== MATERIAL SUPPLIED
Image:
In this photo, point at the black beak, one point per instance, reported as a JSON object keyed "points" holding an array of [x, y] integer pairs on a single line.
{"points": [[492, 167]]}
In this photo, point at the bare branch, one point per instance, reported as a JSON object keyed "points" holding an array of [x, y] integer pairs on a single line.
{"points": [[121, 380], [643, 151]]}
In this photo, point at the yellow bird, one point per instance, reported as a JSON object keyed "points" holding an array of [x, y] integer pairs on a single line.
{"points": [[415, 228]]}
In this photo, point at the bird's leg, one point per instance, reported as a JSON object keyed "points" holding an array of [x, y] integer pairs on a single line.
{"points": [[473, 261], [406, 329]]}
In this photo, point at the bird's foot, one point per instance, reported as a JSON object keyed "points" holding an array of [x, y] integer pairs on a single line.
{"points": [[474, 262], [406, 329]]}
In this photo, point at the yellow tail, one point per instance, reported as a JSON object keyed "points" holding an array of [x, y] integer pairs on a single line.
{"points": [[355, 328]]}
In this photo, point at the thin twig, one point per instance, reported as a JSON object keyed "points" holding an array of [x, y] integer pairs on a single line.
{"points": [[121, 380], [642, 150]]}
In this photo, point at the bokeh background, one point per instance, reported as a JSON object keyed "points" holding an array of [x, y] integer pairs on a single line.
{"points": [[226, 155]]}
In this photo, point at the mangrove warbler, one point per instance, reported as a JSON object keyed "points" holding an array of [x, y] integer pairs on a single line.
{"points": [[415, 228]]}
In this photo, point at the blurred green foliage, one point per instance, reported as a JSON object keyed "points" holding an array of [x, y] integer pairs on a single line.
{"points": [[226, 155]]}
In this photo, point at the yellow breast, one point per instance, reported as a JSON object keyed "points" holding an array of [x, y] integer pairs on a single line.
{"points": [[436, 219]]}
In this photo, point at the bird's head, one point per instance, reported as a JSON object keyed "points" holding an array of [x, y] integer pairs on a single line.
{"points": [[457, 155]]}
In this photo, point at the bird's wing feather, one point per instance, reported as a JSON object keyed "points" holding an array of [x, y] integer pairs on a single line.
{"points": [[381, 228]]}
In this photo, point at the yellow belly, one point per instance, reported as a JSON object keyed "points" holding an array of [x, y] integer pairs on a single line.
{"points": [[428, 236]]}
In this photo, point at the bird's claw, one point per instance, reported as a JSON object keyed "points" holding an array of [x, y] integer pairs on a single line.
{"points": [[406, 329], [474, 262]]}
====
WHAT TO PRODUCE:
Please arrange the whole listing above as a two-column CSV headed input and output, with one row for every text-and-answer pair. Put each value in its own quoted field and replace any line breaks with spaces.

EXERCISE RESULT:
input,output
"Image: In this photo, point at the black beak, one point per instance, reported as a JSON object keyed ""points"" holding an array of [x, y] integer pairs on a single line.","{""points"": [[492, 167]]}"
"In this photo, point at the bare branch, one point per instance, reported as a JSON object keyed ""points"" holding an array of [x, y] integer pairs on a single line.","{""points"": [[121, 380], [643, 151]]}"
"In this photo, point at the yellow bird, one point per instance, reported as a JSON object keyed ""points"" holding an array of [x, y] integer pairs on a single line.","{""points"": [[415, 228]]}"
"In this photo, point at the bird's leg, one point per instance, reported as a JSON object keyed ""points"" holding an array of [x, y] integer pairs on a single line.","{""points"": [[473, 261], [406, 329]]}"
"In this photo, point at the bird's foot, one point per instance, reported as a JSON object keyed ""points"" holding an array of [x, y] integer pairs on a single line.","{""points"": [[474, 262], [406, 329]]}"
"In this photo, point at the yellow tail, one point per instance, reported as a JSON object keyed ""points"" holding an array of [x, y] integer pairs on a single line.","{""points"": [[355, 328]]}"
"In this photo, point at the thin twig, one point per instance, reported as a JSON object keyed ""points"" holding an array of [x, y] integer pairs on a single line.","{""points"": [[121, 380], [642, 150]]}"
"In this photo, point at the bokeh background, one point per instance, reported as a JSON object keyed ""points"" holding an array of [x, y] integer pairs on a single line.","{""points"": [[226, 155]]}"
"In this photo, point at the mangrove warbler, one point per instance, reported as a JSON object keyed ""points"" holding an array of [x, y] integer pairs on a single line.","{""points"": [[415, 228]]}"
"In this photo, point at the blurred green foliage, one point per instance, reported as a JSON object keyed ""points"" holding an array of [x, y] integer pairs on a single line.","{""points"": [[226, 155]]}"
"In this photo, point at the yellow breast, one point per instance, reported as a JSON object keyed ""points"" holding an array of [x, y] integer pairs on a single line.","{""points"": [[436, 219]]}"
"In this photo, point at the bird's head, one point per instance, reported as a JSON object keyed ""points"" holding an array of [x, y] integer pairs on a single line.","{""points"": [[457, 155]]}"
"In this photo, point at the bird's wing feather, one point per instance, reported as a JSON object keyed ""points"" holding an array of [x, y] integer pairs on a single line.","{""points"": [[381, 228]]}"
"In this photo, point at the yellow belly, one point per instance, reported as a JSON object keyed ""points"" holding an array of [x, y] integer pairs on a single line.","{""points"": [[428, 236]]}"
"In this photo, point at the bird's claw, one point per instance, reported as a JSON object keyed ""points"" holding an array of [x, y] integer pairs on a single line.","{""points"": [[406, 329], [474, 262]]}"